Add AArch64 SIMD for Blake, SHA, CRC, XXH3, Argon2, and Adler32 by Xor-el · Pull Request #88 · Xor-el/HashLib4Pascal

Xor-el · 2026-06-24T23:49:56Z

Summary

Adds runtime-dispatched AArch64 SIMD implementations across HashLib4Pascal, bringing ARM64 to parity with the existing x86 SIMD tier ladder. Kernels use inline assembly with .long-encoded vector/crypto instructions for broad FPC assembler compatibility, and are selected at startup via the existing *Dispatch.pas + HlpArmSimdFeatures infrastructure.

This PR also refactors the CRC fold core (unified runtime context, clearer include naming).

What's new on AArch64

Crypto Extensions (FEAT_SHA*)

Algorithm	Dispatch probe	Kernel
SHA-1	`HasSHA1()`	`SHA1CompressCryptoExt_aarch64.inc`
SHA-256	`HasSHA256()`	`SHA256CompressCryptoExt_aarch64.inc`
SHA-512	`HasSHA512()`	`SHA512CompressCryptoExt_aarch64.inc`
SHA-3 (Keccak-f[1600])	`HasSHA3()`	`KeccakF1600CryptoExt_aarch64.inc` + absorb variant
CRC fold	`HasPMULL()`	`CRCFoldForwardPmull_aarch64.inc`, `CRCFoldReflectedPmull_aarch64.inc`

NEON (Advanced SIMD)

Do this - Continue the pull request description on AArch64 SIMD support in HashLib4Pascal, starting after its "NEON (Advanced SIMD)" heading.

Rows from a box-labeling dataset
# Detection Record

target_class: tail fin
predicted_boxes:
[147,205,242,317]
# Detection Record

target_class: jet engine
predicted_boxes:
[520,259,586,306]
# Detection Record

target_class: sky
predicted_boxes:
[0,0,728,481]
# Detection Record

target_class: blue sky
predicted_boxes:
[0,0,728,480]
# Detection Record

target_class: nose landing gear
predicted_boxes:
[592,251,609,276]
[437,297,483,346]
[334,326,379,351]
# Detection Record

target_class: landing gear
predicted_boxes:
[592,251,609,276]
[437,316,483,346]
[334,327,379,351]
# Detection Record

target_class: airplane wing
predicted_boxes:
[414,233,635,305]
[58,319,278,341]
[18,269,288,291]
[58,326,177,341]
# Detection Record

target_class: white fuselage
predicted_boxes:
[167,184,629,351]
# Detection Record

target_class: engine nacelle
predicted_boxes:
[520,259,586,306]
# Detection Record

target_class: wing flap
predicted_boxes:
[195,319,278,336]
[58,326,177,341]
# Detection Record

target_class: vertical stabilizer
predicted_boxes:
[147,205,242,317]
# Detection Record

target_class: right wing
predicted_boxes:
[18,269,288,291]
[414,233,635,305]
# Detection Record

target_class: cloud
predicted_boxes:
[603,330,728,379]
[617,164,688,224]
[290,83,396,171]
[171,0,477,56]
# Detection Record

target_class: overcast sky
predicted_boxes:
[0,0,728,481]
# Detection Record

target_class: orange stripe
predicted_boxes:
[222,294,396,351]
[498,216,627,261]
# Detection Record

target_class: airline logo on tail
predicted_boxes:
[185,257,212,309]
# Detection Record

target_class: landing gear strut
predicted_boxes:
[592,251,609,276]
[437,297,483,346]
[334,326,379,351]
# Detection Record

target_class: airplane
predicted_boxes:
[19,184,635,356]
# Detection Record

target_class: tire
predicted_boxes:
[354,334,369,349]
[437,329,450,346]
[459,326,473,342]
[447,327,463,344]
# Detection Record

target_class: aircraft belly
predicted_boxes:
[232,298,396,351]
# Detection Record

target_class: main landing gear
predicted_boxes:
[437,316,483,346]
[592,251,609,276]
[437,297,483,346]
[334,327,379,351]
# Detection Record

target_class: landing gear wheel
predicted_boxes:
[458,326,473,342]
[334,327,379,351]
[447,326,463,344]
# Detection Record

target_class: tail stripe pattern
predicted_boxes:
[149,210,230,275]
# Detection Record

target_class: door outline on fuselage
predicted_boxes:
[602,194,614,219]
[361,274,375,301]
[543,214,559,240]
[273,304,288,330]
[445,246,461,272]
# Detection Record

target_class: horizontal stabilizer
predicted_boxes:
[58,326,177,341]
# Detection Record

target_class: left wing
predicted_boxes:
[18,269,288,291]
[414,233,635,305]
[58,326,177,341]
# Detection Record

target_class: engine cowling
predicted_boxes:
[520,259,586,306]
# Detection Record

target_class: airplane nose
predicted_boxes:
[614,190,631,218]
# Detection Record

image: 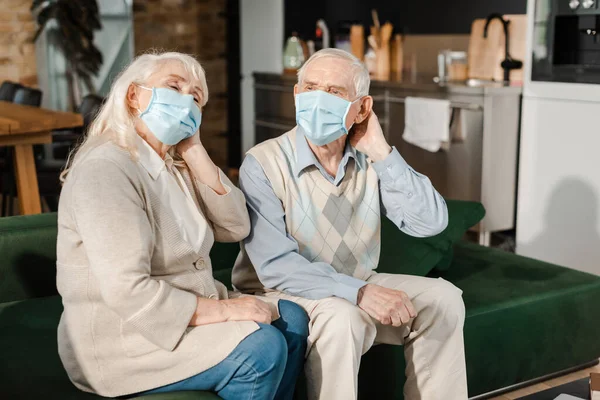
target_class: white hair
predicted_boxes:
[61,52,208,182]
[298,48,371,97]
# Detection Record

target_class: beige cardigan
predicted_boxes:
[56,141,258,397]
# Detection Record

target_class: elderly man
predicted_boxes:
[233,49,467,400]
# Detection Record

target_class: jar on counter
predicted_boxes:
[283,32,306,74]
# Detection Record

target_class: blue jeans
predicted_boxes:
[143,300,308,400]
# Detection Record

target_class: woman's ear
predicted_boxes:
[127,84,140,110]
[354,96,373,124]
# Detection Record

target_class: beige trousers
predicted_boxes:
[267,273,467,400]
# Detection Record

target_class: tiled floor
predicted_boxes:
[490,365,600,400]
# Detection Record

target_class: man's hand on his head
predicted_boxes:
[349,111,392,161]
[357,284,417,326]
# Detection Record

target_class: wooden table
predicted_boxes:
[0,101,83,215]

Reply to the exercise -
Algorithm	Dispatch	Kernel
BLAKE2b / BLAKE2s	`SelectSlot([NEON])`	`Blake2BCompressNeon_aarch64.inc`, `Blake2SCompressNeon_aarch64.inc`
BLAKE3	`SelectSlot([NEON])`	`Blake3CompressNeon_aarch64.inc`, `Blake3Hash4Neon_aarch64.inc`
Adler-32	`SelectSlot([NEON])`	`Adler32BlocksNeon_aarch64.inc`
XXH3	`SelectSlot([NEON])`	`XXH3Acc512Neon_aarch64.inc`, `XXH3InitSecretNeon_aarch64.inc`, `XXH3ScrambleNeon_aarch64.inc`
Argon2	`SelectSlot([NEON])`	`Argon2FillBlockNeon_aarch64.inc`

Scrypt (intentional scalar default)

A verified ScryptSalsaXor_Neon kernel is included, but dispatch keeps the scalar path on AArch64. Benchmarks on Apple Silicon show scalar wins at every tested N because Scrypt's serial Salsa20/8 chain does not benefit from lane parallelism, while AArch64's 31 GPRs let the scalar kernel avoid spills. This matches upstream practice (OpenSSL/libsodium ship x86 SSE2 Scrypt but no NEON variant).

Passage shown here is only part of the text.